WHAT TO PRODUCE:
Could you update the rows below by swapping "shrub" for "bush" wherever it appears, keeping everything else the same?

## start RECORDS TO PROCESS

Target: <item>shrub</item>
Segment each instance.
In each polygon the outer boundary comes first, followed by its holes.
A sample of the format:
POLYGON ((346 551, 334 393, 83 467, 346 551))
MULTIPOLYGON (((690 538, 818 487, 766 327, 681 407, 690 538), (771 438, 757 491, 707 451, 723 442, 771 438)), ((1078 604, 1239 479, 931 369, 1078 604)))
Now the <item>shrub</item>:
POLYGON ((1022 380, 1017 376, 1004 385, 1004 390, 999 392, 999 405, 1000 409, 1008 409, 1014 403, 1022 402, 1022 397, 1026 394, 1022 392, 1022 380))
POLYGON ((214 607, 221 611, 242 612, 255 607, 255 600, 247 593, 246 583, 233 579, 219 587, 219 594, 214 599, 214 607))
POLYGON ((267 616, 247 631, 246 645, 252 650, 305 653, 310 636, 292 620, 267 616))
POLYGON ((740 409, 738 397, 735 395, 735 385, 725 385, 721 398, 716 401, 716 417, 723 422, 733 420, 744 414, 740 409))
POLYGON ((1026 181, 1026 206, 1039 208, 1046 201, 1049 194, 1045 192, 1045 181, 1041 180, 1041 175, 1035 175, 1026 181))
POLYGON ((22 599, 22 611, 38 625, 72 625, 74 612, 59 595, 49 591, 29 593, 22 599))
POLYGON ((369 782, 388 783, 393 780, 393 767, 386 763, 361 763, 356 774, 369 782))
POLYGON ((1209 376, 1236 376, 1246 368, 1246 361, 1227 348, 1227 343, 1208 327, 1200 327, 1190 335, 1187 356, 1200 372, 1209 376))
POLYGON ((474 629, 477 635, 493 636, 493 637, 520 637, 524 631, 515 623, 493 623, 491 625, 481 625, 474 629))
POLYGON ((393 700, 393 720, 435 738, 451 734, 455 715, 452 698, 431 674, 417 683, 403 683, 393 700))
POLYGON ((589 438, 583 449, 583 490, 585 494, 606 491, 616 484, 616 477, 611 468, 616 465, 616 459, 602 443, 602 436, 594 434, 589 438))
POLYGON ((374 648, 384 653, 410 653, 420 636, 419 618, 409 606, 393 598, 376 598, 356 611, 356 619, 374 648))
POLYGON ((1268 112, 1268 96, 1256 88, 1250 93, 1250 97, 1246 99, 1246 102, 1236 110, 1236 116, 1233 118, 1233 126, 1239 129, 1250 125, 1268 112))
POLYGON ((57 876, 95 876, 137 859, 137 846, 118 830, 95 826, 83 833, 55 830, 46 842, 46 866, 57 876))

## end RECORDS TO PROCESS

CORRECT OUTPUT:
Target: <item>bush</item>
Segment each instance.
In each polygon the outer boundary comes first, followed by its holes.
A sample of the format:
POLYGON ((346 551, 334 393, 83 467, 346 551))
MULTIPOLYGON (((690 538, 818 487, 766 327, 681 407, 690 538), (771 438, 757 491, 707 451, 723 442, 771 438)), ((1078 604, 1239 479, 931 369, 1078 604)))
Now the <item>bush</item>:
POLYGON ((1022 380, 1017 376, 1004 385, 1004 390, 999 392, 999 405, 1000 409, 1008 409, 1014 403, 1022 402, 1022 397, 1026 394, 1022 392, 1022 380))
POLYGON ((214 607, 221 611, 242 612, 255 607, 255 600, 247 593, 246 583, 233 579, 219 587, 219 594, 214 599, 214 607))
POLYGON ((267 616, 247 631, 246 645, 252 650, 305 653, 310 636, 292 620, 267 616))
POLYGON ((740 409, 738 397, 735 395, 735 385, 725 385, 721 398, 716 401, 716 417, 723 422, 733 420, 744 414, 740 409))
POLYGON ((1026 181, 1026 206, 1039 208, 1046 201, 1049 194, 1045 192, 1045 181, 1041 180, 1041 175, 1035 175, 1026 181))
POLYGON ((22 599, 22 611, 38 625, 72 625, 74 612, 59 595, 49 591, 29 593, 22 599))
POLYGON ((369 782, 388 783, 393 780, 393 767, 386 763, 361 763, 356 774, 369 782))
POLYGON ((1209 376, 1236 376, 1246 368, 1246 361, 1227 348, 1227 343, 1208 327, 1200 327, 1190 335, 1187 356, 1200 372, 1209 376))
POLYGON ((474 629, 477 635, 493 636, 493 637, 520 637, 524 631, 515 623, 493 623, 491 625, 481 625, 474 629))
POLYGON ((393 700, 393 720, 435 738, 451 734, 455 715, 452 698, 431 674, 417 683, 403 683, 393 700))
POLYGON ((589 438, 583 449, 583 490, 585 494, 606 491, 616 484, 616 477, 611 468, 616 465, 616 459, 602 443, 602 436, 594 434, 589 438))
POLYGON ((374 648, 384 653, 410 653, 420 636, 419 618, 409 606, 393 598, 376 598, 356 611, 356 619, 374 648))
POLYGON ((1268 112, 1268 96, 1256 88, 1250 93, 1250 97, 1246 99, 1246 102, 1236 110, 1236 116, 1233 118, 1233 126, 1239 129, 1250 125, 1268 112))
POLYGON ((57 876, 95 876, 137 859, 137 846, 118 830, 95 826, 83 833, 55 830, 46 842, 46 866, 57 876))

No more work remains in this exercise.